I joined a group on Facebook today. I love Facebook groups. I'm addicted. I joined a group called something like "I'm sexually inappropriate with my friends but I'm not actually a Lesbian." Because that's the truth. So many people think I'm gay! It's so strange. They obviously don't know me AT ALL. I'm like the horniest little mofo (God, I REALLY hope Anette doesn't read this). Girls don't turn me on.

Andrew really made me respect him a lot more when he said that when the idiotic sophomore girls freak out when I walk by them, saying, "There goes the Lesbian!" he tells them that I'm not, and what would it matter if I was?

I have short hair. I wear motorcycle boots. I'm vegan. I guess I understand how people would think I'm a total bull dyke. But I have short hair because it's funky and different. And motorcycle boots are really cool and so versatile. And I'm vegan because I love animals, have morals, value my health, and would like to help the environment.

Corinne hates that I'm vegan. I don't know why.

*Data provided:*
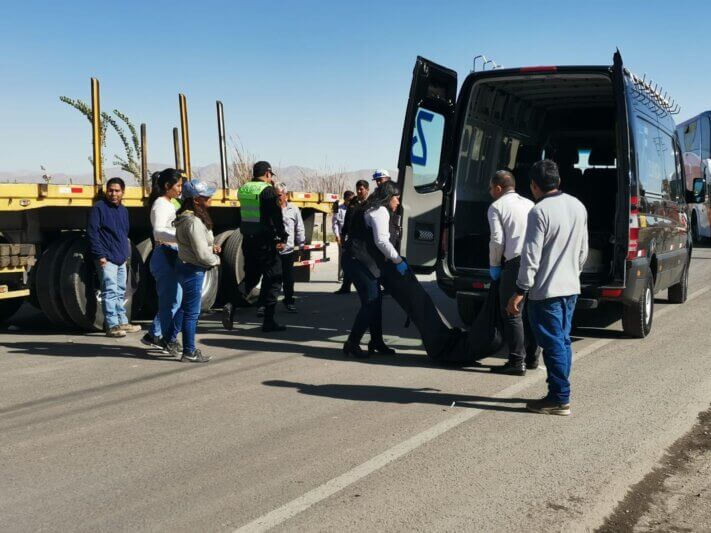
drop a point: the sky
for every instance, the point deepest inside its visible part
(311, 83)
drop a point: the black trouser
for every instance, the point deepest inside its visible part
(287, 272)
(261, 259)
(517, 332)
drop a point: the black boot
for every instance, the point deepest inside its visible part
(511, 368)
(380, 347)
(353, 349)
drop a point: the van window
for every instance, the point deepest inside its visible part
(427, 138)
(705, 137)
(692, 137)
(650, 146)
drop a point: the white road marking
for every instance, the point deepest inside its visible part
(331, 487)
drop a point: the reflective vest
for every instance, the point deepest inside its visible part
(248, 196)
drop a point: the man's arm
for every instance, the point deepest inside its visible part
(497, 239)
(532, 251)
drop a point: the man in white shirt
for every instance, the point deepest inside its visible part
(508, 216)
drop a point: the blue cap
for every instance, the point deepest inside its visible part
(194, 188)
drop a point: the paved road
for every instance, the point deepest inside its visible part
(284, 432)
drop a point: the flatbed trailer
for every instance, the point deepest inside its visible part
(44, 243)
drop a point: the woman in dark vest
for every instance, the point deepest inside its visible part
(368, 249)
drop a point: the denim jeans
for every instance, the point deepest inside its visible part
(190, 278)
(113, 293)
(169, 318)
(551, 321)
(370, 314)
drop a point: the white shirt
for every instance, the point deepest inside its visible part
(339, 217)
(378, 219)
(162, 218)
(508, 218)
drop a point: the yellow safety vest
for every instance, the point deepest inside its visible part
(248, 195)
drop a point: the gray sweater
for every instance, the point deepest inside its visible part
(555, 248)
(195, 241)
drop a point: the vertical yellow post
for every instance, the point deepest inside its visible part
(176, 147)
(144, 157)
(186, 135)
(96, 132)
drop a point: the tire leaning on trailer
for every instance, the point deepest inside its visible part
(80, 284)
(48, 281)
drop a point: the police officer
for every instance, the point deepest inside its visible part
(264, 235)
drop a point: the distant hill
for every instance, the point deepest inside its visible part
(291, 175)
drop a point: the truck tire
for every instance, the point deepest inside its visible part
(233, 270)
(81, 292)
(9, 307)
(637, 317)
(468, 308)
(679, 292)
(223, 290)
(209, 288)
(49, 283)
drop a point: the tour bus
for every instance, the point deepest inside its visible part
(695, 138)
(632, 182)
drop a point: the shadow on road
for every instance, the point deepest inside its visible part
(399, 395)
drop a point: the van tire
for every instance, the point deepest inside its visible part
(49, 283)
(637, 317)
(678, 293)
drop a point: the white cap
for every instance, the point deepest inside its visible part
(380, 174)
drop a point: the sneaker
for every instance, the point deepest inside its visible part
(548, 407)
(116, 332)
(173, 348)
(227, 321)
(195, 357)
(154, 342)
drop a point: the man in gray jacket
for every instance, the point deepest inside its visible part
(554, 252)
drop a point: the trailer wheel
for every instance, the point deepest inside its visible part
(48, 282)
(9, 307)
(81, 292)
(223, 288)
(233, 269)
(209, 288)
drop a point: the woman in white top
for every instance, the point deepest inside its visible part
(167, 188)
(368, 249)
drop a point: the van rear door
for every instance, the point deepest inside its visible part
(624, 157)
(424, 165)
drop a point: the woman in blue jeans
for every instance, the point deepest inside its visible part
(369, 246)
(197, 253)
(167, 188)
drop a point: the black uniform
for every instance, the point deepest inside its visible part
(261, 257)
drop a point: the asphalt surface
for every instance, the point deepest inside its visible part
(283, 431)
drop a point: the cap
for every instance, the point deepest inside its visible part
(194, 188)
(380, 174)
(261, 168)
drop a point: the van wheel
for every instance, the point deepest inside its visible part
(679, 292)
(637, 317)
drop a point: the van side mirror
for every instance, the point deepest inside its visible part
(698, 192)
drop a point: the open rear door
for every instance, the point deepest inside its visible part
(424, 164)
(624, 157)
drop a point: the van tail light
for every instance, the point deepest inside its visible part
(633, 251)
(611, 293)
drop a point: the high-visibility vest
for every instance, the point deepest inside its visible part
(248, 196)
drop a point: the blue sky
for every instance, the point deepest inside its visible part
(313, 83)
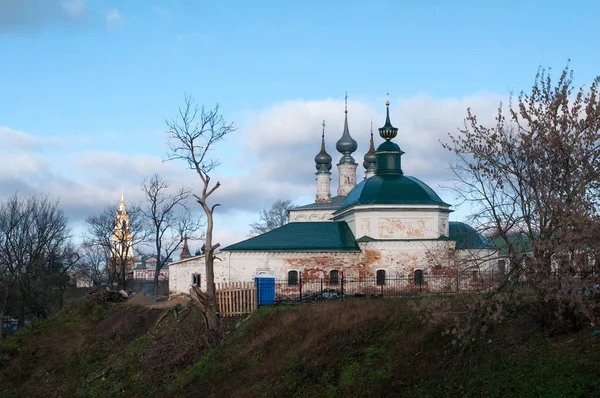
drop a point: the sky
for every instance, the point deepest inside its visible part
(86, 86)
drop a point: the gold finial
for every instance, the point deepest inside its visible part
(122, 205)
(346, 101)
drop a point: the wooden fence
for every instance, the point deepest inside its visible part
(236, 298)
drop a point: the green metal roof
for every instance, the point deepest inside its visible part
(467, 237)
(302, 236)
(521, 244)
(391, 189)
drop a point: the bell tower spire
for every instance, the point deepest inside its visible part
(122, 205)
(347, 166)
(370, 160)
(323, 165)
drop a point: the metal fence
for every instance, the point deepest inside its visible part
(301, 288)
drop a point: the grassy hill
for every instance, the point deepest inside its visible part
(340, 348)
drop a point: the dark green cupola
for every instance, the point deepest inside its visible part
(388, 153)
(346, 145)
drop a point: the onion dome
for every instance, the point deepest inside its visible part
(388, 153)
(370, 160)
(346, 145)
(387, 132)
(323, 160)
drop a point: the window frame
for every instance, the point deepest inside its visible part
(380, 277)
(293, 280)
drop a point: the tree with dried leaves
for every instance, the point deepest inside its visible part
(116, 241)
(191, 137)
(535, 174)
(168, 220)
(36, 255)
(274, 217)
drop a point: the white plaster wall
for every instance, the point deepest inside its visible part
(390, 223)
(323, 188)
(310, 215)
(396, 257)
(347, 177)
(180, 274)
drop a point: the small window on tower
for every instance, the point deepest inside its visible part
(391, 162)
(292, 278)
(334, 277)
(380, 276)
(196, 280)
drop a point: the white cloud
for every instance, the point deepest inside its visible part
(114, 19)
(277, 146)
(17, 140)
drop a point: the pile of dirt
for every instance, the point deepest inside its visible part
(140, 299)
(127, 324)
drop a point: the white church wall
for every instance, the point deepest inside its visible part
(310, 215)
(394, 224)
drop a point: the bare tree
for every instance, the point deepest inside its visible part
(191, 137)
(35, 256)
(169, 220)
(92, 264)
(535, 174)
(116, 241)
(274, 217)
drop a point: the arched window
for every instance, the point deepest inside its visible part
(292, 278)
(380, 277)
(196, 280)
(334, 277)
(418, 277)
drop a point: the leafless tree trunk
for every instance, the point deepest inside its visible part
(190, 137)
(35, 253)
(168, 218)
(536, 174)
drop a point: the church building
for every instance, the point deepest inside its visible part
(389, 225)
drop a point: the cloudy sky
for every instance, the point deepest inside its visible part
(85, 86)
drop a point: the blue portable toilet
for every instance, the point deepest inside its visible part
(265, 288)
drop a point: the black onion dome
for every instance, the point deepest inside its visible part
(346, 145)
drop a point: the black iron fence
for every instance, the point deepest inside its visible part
(301, 288)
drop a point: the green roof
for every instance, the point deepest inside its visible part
(467, 237)
(302, 236)
(392, 189)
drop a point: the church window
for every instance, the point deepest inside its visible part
(502, 266)
(380, 276)
(292, 278)
(334, 277)
(196, 280)
(418, 277)
(391, 162)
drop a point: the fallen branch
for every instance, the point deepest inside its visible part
(103, 375)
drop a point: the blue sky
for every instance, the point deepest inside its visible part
(85, 86)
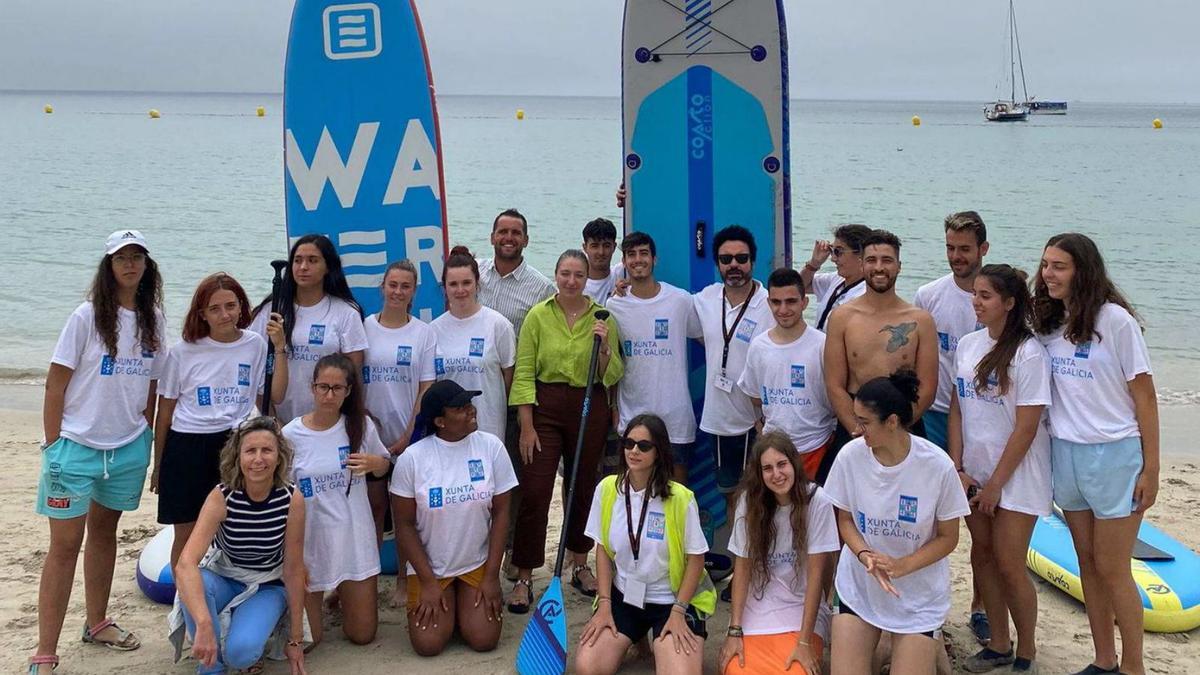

*To do:*
a. According to the passage, why is the writer vegan? Answer in one to three sentences.
b. List every line of the listing that contains the word "rear".
The passage and the listing have no connection to each other.

*Results of the exercise:*
a. The writer is vegan out of a love for animals and a sense of morals. The writer also values their health and would like to help the environment.

b.
drop a point: the van rear door
drop a point: the open rear door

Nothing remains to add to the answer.